[Stored items from a collection]
....

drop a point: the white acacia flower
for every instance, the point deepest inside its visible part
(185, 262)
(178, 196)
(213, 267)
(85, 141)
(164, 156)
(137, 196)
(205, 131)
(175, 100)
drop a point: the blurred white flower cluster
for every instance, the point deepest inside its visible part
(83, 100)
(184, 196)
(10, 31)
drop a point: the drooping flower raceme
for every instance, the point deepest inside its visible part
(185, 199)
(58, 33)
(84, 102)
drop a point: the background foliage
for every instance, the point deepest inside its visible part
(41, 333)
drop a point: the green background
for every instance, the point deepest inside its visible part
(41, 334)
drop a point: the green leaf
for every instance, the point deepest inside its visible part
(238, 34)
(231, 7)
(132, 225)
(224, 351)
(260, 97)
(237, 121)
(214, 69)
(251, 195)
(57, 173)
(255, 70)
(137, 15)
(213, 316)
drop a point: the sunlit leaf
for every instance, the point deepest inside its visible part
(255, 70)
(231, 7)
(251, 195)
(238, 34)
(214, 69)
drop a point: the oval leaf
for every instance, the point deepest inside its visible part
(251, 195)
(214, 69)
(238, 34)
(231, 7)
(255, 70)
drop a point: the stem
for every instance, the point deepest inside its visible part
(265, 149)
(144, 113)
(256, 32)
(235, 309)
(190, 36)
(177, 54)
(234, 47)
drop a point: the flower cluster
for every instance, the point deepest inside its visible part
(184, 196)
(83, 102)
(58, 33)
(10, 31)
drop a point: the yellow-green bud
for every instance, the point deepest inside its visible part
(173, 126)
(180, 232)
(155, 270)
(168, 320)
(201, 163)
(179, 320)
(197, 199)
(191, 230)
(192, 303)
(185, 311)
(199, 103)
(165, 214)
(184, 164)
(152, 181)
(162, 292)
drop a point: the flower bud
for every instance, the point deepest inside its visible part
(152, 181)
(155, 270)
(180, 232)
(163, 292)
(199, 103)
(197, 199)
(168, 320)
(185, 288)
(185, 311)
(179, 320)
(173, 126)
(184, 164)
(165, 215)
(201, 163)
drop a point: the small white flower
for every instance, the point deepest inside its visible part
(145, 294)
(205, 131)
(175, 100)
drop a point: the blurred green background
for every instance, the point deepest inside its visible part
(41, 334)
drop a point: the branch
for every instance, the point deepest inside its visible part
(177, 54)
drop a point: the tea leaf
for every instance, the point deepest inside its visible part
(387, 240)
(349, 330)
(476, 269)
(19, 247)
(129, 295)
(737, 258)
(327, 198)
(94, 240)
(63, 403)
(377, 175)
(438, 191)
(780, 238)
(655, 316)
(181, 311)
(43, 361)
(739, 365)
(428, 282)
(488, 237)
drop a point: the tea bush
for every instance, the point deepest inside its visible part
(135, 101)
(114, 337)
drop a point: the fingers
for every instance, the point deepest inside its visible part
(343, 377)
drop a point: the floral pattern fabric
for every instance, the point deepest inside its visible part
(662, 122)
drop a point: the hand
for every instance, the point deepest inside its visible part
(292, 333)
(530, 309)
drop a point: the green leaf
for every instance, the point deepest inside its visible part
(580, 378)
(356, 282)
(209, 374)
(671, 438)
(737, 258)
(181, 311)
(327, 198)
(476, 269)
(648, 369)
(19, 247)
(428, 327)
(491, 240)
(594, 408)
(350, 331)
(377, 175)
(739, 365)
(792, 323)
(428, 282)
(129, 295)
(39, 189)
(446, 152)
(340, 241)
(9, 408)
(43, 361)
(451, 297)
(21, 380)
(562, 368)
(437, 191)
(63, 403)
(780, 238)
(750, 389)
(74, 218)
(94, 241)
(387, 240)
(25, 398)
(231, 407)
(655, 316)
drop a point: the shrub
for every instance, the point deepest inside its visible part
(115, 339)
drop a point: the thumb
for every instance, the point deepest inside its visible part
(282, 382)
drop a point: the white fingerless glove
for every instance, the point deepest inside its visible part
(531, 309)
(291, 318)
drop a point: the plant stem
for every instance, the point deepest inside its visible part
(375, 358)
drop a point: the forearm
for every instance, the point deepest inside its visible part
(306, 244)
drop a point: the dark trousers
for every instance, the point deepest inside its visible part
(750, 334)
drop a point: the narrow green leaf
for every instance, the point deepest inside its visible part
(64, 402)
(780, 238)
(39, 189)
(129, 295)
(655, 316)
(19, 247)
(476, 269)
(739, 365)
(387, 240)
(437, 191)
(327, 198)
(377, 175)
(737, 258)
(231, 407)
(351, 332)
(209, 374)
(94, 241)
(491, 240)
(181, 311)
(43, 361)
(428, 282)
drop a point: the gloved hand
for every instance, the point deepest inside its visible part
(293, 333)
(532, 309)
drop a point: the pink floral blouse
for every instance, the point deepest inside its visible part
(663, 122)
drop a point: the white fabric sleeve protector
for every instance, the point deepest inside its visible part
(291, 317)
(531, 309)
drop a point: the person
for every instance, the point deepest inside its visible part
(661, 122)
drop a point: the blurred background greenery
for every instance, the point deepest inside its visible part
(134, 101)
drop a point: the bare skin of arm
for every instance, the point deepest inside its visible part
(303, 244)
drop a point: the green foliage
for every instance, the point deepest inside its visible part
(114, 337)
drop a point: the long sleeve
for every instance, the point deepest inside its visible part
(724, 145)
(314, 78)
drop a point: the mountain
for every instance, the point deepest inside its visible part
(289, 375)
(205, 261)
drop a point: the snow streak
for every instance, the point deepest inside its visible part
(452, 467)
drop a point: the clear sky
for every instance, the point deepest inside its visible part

....

Extract the full set of entries word for word.

drop a point: the white acacia flower
for every instance, the point deepest inside its visible part
(185, 262)
(178, 196)
(213, 267)
(85, 141)
(164, 156)
(137, 196)
(205, 131)
(175, 100)
drop a point: the blurred white flower cluster
for every instance, the point deepest inside its visible part
(83, 100)
(184, 196)
(10, 31)
drop a point: the drooping flower raceme
for every instance, the point deepest inside its visible part
(185, 199)
(58, 33)
(84, 102)
drop a point: the background foliage
for every instance, the point deepest inside its visible part
(41, 333)
drop a point: the green background
for every instance, the point deepest inside its visible part
(41, 334)
drop a point: the green leaf
for every instance, the point deepest inside its visible part
(238, 34)
(231, 7)
(132, 225)
(224, 351)
(260, 97)
(237, 121)
(214, 69)
(251, 195)
(57, 173)
(255, 70)
(137, 15)
(213, 316)
drop a point: the sunlit leaf
for every instance, the point deepest inside its visible part
(255, 70)
(231, 7)
(251, 195)
(238, 34)
(214, 69)
drop a point: the oval leaf
for every instance, the point deepest inside its visible part
(251, 195)
(214, 69)
(238, 34)
(231, 7)
(255, 70)
drop a point: the stem
for every instance, the point deepest inside its visible part
(265, 149)
(144, 113)
(256, 32)
(235, 309)
(190, 36)
(177, 54)
(234, 47)
drop a point: the flower cluster
for every instance, the point deepest inside its visible part
(184, 196)
(83, 102)
(58, 33)
(10, 31)
drop a point: the yellow-green bud
for every instance, the point deepest inside its visible part
(173, 126)
(180, 232)
(155, 270)
(168, 320)
(201, 163)
(179, 320)
(197, 199)
(191, 230)
(192, 303)
(185, 311)
(199, 103)
(165, 214)
(184, 164)
(152, 181)
(162, 292)
drop a point: the flower bud
for every instance, the point deepest inside its visible part
(152, 181)
(155, 270)
(180, 232)
(163, 292)
(199, 103)
(197, 199)
(168, 320)
(185, 288)
(185, 311)
(179, 320)
(173, 126)
(184, 164)
(165, 215)
(201, 163)
drop a point: the small white flower
for every instance, the point deepest inside its visible part
(145, 294)
(205, 131)
(175, 100)
drop a point: the blurred green background
for every instance, the point deepest inside its visible part
(41, 334)
drop a point: the branch
for every instance, the point deepest inside its visible part
(177, 54)
drop a point: the tea leaf
for every instance, the point deepest inside its visible part
(387, 240)
(349, 330)
(476, 269)
(19, 247)
(129, 295)
(737, 258)
(327, 198)
(94, 240)
(63, 403)
(377, 175)
(438, 191)
(780, 238)
(655, 316)
(181, 311)
(43, 361)
(739, 365)
(428, 282)
(488, 237)
drop a point: the tea bush
for every instance, the point deepest inside its visible part
(135, 101)
(114, 337)
drop a point: the fingers
for every instance, the point deepest inside its visible part
(343, 377)
drop a point: the floral pattern fabric
for every instance, the point deepest inside its visible part
(662, 122)
drop a point: the hand
for every instance, the point deepest inside its visible part
(292, 333)
(530, 309)
drop a point: the green leaf
for every instance, the point deepest inside its visible part
(580, 378)
(356, 282)
(209, 374)
(671, 438)
(737, 258)
(181, 311)
(327, 198)
(476, 269)
(648, 369)
(19, 247)
(428, 327)
(491, 240)
(594, 408)
(350, 331)
(377, 175)
(739, 365)
(792, 323)
(428, 282)
(129, 295)
(39, 189)
(446, 152)
(340, 241)
(9, 408)
(43, 361)
(451, 297)
(21, 380)
(562, 368)
(437, 191)
(63, 403)
(780, 238)
(750, 389)
(74, 218)
(94, 241)
(387, 240)
(25, 398)
(231, 407)
(655, 316)
drop a point: the shrub
for every instance, the point deepest inside its visible part
(115, 339)
drop a point: the thumb
for every instance, the point deepest inside its visible part
(282, 382)
drop a point: the white fingerless glove
for every instance, the point deepest inside its visible part
(531, 309)
(291, 318)
drop a point: the plant stem
for every instance, the point deepest inside its visible part
(375, 358)
drop a point: the forearm
for every instance, the point deepest inside its visible part
(306, 244)
drop a point: the dark trousers
for every instance, the point deepest inside its visible part
(750, 334)
drop a point: the narrow green leaf
for every instance, the point deepest inside its visible part
(64, 402)
(780, 238)
(39, 189)
(129, 295)
(655, 316)
(19, 247)
(476, 269)
(739, 365)
(387, 240)
(437, 191)
(327, 198)
(377, 175)
(737, 258)
(231, 407)
(351, 332)
(209, 374)
(94, 241)
(491, 240)
(181, 311)
(43, 361)
(428, 282)
drop a point: the gloved hand
for every instance, the point deepest inside its visible part
(293, 333)
(532, 309)
drop a point: the pink floral blouse
for every instance, the point deepest inside its visible part
(663, 122)
drop a point: the white fabric sleeve protector
for every instance, the point deepest inside its visible part
(291, 317)
(531, 309)
drop a point: the person
for every instance, the point deepest inside its visible part
(661, 122)
drop a point: the blurred background greenery
for every instance, the point deepest inside its visible part
(134, 101)
drop a point: the bare skin of arm
for every instance, the point deepest inside its visible part
(303, 244)
drop a point: the green foliage
for every instance, the point deepest inside its visible part
(114, 337)
drop a point: the long sleeve
for every instance, the point deepest inside its visible part
(724, 145)
(314, 78)
drop a point: the mountain
for every instance, the point deepest inside its visible part
(289, 375)
(205, 261)
drop a point: the snow streak
for every instance, the point deepest inside its visible part
(452, 467)
drop a point: the clear sky
for every instance, the point deepest inside its visible part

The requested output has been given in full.